* _PROMPT_
Return the lines below verbatim, taking only the part that opens with the line containing "every sedan wheel" and closes with the line containing "[18, 100, 27, 116]", with both of those lines included.

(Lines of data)
□ □ □ □
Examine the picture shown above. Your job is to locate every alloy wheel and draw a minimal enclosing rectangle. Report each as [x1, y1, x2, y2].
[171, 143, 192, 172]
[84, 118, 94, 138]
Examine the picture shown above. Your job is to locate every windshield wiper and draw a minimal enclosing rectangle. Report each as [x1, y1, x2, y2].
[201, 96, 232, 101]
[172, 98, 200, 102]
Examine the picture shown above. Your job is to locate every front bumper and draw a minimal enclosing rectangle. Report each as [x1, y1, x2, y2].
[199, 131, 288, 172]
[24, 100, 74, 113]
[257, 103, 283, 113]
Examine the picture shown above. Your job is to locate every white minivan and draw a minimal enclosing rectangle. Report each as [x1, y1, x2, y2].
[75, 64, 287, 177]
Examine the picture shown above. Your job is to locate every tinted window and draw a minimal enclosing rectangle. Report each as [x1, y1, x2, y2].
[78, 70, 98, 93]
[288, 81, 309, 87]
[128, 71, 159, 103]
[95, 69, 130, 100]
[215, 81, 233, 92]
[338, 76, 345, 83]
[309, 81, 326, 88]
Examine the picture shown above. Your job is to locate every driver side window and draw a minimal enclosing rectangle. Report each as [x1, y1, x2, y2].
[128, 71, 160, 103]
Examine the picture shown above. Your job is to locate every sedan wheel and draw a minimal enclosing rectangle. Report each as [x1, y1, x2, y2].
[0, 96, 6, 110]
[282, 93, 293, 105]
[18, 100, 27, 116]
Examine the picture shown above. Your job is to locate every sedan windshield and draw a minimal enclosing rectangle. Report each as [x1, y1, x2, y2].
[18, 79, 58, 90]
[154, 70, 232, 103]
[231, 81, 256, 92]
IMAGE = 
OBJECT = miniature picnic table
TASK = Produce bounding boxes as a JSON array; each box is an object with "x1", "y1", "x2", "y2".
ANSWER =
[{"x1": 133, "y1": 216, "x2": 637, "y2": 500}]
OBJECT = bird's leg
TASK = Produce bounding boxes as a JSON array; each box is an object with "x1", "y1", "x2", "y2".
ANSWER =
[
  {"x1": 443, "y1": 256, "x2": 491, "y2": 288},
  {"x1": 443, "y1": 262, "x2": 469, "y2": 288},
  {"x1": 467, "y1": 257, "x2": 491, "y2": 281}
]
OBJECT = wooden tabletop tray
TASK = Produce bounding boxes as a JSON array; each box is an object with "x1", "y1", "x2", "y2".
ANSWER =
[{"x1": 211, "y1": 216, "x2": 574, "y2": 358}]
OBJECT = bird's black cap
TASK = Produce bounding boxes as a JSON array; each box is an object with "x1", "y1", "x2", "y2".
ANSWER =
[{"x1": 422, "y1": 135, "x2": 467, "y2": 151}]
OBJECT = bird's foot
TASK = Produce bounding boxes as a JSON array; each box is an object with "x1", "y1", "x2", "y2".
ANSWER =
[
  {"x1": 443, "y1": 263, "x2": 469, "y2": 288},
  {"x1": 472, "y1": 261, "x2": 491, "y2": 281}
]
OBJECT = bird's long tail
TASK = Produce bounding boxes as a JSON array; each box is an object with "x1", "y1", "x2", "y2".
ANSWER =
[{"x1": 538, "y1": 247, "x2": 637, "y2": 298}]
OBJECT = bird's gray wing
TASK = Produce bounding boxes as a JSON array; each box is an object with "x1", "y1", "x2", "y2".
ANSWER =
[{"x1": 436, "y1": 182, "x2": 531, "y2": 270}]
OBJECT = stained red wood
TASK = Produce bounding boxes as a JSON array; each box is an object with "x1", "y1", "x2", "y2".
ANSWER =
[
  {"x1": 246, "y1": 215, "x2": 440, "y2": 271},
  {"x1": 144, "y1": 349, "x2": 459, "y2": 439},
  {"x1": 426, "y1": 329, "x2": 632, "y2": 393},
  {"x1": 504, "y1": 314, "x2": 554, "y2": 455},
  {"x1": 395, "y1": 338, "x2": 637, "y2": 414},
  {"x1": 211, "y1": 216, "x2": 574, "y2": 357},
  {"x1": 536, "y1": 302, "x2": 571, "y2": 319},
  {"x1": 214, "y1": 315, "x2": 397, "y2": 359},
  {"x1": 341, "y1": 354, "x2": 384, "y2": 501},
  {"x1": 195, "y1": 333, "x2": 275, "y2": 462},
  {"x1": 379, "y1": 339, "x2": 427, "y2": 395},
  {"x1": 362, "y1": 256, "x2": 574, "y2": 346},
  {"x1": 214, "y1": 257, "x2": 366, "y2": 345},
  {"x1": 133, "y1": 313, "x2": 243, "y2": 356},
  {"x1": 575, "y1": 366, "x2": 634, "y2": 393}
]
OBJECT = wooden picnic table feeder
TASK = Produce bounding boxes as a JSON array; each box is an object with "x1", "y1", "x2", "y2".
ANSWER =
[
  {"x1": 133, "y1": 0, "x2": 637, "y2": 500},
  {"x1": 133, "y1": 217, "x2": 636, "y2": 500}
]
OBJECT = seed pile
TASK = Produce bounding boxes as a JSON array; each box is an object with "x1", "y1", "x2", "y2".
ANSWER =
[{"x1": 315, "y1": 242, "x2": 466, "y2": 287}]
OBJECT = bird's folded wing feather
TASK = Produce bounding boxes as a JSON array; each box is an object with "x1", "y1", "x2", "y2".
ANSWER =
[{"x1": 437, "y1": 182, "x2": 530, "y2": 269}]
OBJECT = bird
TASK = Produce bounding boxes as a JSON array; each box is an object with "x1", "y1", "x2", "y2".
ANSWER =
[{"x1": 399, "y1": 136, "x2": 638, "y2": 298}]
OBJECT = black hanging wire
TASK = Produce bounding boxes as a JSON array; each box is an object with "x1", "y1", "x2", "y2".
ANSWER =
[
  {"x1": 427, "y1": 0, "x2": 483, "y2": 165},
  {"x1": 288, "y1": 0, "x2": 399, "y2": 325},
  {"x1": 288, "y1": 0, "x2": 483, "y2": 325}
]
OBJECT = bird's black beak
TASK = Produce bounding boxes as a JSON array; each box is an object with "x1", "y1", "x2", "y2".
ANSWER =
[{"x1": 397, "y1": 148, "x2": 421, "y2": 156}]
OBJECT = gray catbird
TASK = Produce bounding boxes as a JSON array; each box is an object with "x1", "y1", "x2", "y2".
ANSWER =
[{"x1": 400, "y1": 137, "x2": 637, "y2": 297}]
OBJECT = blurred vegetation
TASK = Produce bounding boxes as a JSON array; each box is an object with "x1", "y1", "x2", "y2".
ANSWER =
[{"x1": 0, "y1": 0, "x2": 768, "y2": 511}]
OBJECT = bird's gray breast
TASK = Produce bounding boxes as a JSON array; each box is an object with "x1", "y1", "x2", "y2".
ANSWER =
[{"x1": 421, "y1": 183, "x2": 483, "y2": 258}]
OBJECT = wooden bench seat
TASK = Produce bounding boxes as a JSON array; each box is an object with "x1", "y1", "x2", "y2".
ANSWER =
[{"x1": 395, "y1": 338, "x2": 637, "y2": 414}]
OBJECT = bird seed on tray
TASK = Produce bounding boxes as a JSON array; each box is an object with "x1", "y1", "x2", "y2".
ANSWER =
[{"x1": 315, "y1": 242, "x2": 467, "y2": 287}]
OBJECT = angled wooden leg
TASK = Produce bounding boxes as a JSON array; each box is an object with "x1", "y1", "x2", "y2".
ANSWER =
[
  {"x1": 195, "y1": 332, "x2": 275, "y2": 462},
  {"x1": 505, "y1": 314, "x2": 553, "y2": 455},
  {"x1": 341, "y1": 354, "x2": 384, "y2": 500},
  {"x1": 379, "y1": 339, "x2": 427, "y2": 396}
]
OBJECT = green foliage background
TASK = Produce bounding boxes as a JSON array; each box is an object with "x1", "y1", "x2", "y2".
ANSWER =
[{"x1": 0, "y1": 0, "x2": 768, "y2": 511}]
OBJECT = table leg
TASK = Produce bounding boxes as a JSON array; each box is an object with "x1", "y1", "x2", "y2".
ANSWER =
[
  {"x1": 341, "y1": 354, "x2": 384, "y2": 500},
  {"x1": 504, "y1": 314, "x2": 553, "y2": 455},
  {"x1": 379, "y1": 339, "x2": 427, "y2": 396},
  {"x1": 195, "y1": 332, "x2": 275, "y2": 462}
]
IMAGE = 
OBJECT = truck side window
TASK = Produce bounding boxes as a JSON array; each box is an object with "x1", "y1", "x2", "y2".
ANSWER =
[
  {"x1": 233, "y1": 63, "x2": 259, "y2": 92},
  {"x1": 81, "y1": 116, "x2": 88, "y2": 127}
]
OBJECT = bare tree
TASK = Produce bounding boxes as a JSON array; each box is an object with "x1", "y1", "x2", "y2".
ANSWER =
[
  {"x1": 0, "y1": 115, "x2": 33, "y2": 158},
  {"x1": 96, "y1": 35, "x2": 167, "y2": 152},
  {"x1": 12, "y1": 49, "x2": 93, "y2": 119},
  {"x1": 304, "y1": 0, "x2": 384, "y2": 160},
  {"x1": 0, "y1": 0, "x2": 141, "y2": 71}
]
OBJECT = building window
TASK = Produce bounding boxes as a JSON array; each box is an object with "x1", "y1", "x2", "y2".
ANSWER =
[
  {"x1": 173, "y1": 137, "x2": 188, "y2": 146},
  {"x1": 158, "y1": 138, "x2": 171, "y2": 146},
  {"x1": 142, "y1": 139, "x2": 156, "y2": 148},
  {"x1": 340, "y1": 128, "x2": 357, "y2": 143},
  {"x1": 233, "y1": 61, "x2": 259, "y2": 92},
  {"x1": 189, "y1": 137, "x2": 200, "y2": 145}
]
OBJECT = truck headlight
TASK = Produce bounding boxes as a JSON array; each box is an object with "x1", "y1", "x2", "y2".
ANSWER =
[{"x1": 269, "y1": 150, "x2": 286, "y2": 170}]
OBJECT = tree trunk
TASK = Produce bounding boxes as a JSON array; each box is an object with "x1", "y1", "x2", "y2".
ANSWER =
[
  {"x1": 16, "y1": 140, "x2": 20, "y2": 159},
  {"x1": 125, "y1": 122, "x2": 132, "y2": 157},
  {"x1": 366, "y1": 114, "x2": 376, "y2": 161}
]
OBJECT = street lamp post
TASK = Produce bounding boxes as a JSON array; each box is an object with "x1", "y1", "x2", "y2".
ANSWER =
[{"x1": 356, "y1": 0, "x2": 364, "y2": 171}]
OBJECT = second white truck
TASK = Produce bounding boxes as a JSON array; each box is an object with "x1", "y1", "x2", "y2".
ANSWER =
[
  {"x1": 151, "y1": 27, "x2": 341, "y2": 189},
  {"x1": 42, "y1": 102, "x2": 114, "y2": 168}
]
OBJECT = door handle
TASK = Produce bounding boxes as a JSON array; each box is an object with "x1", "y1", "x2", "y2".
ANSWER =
□ □ □ □
* _EXERCISE SOLUTION_
Examine the picture shown above. Your job is to locate every sedan wheel and draw a minimal enclosing rectangle. Report each as [x1, y1, x2, y2].
[0, 96, 6, 110]
[282, 93, 293, 105]
[18, 100, 27, 116]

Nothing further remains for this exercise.